Please answer these questions about the sermon:
(a) In the telephone example, what does the person at the other end do if his "hello" gets no reply within one or two seconds?
(b) What does the oil in the parable of the virgins stand for?
(c) What were first-century oil lamps and oil flasks made of?

### Page text ###

But for those whose hearts are not really in the waiting – and if they are not so sure that the thing for which they are waiting is really all that significant – then the act of waiting can wear down the resolve and patience of those who are waiting.
It’s like being put on hold on the telephone, when you are trying to talk to someone about a relatively unimportant matter. If you are kept on hold for, say, five or ten minutes, and there are other things you would rather be doing, you may very well hang up, and not just keep waiting indefinitely.
Another thing that has happened to me, when I have been on hold for a long time, is that I get distracted from the act of waiting, and start to do, and think about, other things – even though the line is still open, usually on speaker phone. And then when someone at the other end does finally pick up, and say “hello,” if I do not immediately respond to that “hello” within a matter of one or two seconds, he hangs up!
So, all that waiting was for nothing, because it was not an intense and focused waiting. I was not ready – in an instant – to talk, when the opportunity to talk came.
Jesus has, as it were, put the church “on hold.” He has told us that he will get back to us, and return to this world to judge the living and the dead.
He has not told us when he will do this. But he has told us to wait, and to remain ready, for when he does do this.
Because of what may appear to you to be a delay in his fulfillment of this promise, have you, perhaps, stopped waiting? Have you hung up the phone, and moved on to do other things that seem to be more pressing, and more real, as far as life in this world is concerned?
Or have you become distracted in your waiting, so that there is a part of you that is now thinking about other things, and prioritizing other things, instead of remaining firm and steadfast in an active and lively expectation that Jesus can return at any time – and that you must therefore be ready for him at any time?
Again, the focal point of the virgins’ preparedness, or lack of preparedness, in today’s parable, is the presence, or absence, of a supply of oil. This oil is faith.
Jesus elsewhere asks the rhetorical question, “When the Son of Man comes, will He find faith on the earth?” The answer, of course, is that he will, because his true church will endure until the end.
He promises that he will be with his disciples always, even to the end of the age, through the ministry of Word and sacrament that he has commissioned them to carry out among all nations in perpetuity.
But throughout the history of the church on earth, and also at the present time, there have been many who visibly assemble with the church; who outwardly seem to be waiting for Jesus with the church; and who therefore appear to others to have faith; but who do not have faith.
The oil lamps and oil flasks of the first century were made out of clay, not glass. Just as with the human heart, you could not look through those oil containers to see if there was really anything inside.
Five of the bridesmaids in today’s story seemed to be ready for the bridegroom’s appearance. Externally, they were holding lamps. But their lamps were empty. There was no oil in their lamps. Their was no faith in their hearts.
Do you have oil? Do you have faith? Outwardly, you appear to be waiting with everyone else. Outwardly, you seem to be ready, if the Lord were to come today for you and his church. But are you ready?
Some people within the outward fellowship of the church, even if they do not say it in so many words, think that they are ready, even when they are not, because of a borrowed faith. Do you consider yourself to be a Christian because your spouse is a Christian, and is serious about the faith, even though – when push comes to shove – you remain personally indifferent?

### Provided information ###

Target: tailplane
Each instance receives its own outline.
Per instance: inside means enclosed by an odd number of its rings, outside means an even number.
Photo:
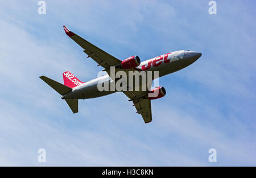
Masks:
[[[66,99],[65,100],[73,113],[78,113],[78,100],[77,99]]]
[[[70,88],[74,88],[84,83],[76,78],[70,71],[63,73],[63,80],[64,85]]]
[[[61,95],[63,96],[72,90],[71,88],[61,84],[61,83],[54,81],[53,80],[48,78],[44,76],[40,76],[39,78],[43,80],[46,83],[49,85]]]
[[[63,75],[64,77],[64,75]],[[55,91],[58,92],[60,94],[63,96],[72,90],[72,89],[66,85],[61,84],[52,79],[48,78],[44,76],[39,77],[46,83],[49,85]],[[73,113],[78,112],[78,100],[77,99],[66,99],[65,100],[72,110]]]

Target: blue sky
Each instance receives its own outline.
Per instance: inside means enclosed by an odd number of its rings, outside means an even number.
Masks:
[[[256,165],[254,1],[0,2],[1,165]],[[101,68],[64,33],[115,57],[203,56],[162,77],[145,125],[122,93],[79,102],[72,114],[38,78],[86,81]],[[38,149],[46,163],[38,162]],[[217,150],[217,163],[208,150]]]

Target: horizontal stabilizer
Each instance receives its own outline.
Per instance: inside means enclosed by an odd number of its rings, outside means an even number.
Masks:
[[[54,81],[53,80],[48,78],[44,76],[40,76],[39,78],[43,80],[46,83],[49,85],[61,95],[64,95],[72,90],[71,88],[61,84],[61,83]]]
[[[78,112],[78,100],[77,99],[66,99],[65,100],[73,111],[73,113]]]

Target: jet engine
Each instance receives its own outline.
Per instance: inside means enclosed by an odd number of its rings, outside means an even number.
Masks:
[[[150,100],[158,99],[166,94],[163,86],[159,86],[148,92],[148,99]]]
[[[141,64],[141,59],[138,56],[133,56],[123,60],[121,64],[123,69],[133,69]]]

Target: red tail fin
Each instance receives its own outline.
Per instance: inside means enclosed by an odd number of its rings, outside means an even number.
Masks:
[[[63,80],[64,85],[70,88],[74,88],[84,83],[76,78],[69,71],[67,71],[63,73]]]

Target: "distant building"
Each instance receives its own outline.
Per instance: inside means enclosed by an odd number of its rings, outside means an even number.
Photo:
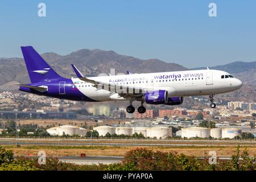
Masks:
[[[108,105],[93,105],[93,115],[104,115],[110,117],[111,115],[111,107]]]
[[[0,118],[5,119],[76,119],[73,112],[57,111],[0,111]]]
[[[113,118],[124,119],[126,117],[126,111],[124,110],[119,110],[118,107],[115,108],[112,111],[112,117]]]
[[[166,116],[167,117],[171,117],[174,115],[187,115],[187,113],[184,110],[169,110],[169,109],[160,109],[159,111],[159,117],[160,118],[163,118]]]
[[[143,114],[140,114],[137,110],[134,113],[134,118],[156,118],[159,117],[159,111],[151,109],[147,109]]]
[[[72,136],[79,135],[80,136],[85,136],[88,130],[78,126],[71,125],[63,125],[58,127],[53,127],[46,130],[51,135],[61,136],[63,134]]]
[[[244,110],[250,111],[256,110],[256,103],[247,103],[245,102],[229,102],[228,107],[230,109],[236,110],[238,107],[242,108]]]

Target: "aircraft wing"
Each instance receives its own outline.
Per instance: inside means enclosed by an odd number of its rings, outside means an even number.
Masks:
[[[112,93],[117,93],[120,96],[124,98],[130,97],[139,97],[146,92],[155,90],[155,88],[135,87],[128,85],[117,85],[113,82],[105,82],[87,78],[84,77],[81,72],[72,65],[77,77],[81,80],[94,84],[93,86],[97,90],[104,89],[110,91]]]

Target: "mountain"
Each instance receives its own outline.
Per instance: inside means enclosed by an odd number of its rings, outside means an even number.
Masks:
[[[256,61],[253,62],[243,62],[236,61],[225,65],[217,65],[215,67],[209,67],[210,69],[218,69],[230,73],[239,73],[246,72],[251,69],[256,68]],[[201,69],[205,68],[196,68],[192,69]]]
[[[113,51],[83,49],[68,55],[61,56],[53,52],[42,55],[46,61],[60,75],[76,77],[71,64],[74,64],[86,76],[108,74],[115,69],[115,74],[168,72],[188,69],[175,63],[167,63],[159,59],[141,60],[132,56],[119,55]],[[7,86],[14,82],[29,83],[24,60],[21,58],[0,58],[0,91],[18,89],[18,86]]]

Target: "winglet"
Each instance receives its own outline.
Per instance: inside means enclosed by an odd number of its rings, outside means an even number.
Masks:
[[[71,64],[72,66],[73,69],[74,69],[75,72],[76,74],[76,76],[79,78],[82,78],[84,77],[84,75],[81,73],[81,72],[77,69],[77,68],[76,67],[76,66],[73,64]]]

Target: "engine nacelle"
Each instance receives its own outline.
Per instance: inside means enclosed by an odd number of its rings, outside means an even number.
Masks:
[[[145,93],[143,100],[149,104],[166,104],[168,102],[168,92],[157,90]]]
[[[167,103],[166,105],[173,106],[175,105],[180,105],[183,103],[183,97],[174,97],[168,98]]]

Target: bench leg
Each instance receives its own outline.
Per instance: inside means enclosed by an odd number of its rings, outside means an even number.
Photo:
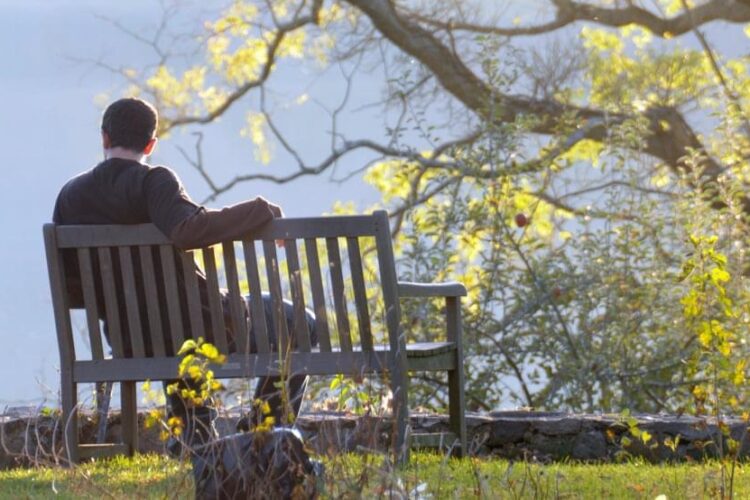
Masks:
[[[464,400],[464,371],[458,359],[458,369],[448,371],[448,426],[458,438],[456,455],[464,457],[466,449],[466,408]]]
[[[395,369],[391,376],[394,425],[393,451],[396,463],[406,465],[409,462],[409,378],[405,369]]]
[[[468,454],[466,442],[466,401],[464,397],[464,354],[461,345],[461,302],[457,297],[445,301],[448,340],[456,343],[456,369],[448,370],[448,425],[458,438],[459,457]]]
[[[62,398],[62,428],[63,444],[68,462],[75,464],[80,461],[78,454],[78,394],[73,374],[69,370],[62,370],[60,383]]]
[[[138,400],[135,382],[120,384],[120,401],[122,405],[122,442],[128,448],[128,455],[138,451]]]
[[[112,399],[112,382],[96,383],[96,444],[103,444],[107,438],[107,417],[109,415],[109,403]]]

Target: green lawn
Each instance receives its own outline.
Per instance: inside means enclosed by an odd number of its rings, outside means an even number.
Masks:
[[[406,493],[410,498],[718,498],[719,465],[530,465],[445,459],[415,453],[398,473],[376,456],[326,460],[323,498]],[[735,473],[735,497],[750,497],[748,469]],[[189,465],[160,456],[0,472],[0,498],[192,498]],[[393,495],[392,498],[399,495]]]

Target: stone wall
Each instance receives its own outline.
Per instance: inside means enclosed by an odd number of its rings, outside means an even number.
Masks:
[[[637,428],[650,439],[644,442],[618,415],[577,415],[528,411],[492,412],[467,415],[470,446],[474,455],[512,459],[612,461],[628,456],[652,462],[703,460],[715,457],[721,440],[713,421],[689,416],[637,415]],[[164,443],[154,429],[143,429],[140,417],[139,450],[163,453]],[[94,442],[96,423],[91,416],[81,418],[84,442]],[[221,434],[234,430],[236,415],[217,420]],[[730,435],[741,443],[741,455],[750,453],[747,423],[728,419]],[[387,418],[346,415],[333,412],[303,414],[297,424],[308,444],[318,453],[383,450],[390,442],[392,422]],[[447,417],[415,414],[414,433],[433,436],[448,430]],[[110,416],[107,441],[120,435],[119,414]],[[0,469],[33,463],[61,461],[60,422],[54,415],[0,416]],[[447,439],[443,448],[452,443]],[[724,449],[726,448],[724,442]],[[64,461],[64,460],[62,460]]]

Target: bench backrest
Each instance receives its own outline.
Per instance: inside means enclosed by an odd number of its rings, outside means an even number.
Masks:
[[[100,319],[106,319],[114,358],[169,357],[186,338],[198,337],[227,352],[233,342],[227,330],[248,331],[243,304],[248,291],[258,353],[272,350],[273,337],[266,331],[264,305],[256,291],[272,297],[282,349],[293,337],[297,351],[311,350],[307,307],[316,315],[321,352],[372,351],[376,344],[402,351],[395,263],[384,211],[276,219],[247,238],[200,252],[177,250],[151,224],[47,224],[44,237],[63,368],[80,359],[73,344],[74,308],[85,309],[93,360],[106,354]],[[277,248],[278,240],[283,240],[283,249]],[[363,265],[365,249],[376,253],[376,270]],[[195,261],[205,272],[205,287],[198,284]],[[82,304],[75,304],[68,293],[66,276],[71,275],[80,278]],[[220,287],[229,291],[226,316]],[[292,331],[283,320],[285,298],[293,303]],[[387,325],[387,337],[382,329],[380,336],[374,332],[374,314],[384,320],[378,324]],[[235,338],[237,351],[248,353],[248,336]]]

###

Answer →
(a) He hangs up.
(b) Faith.
(c) Clay, not glass.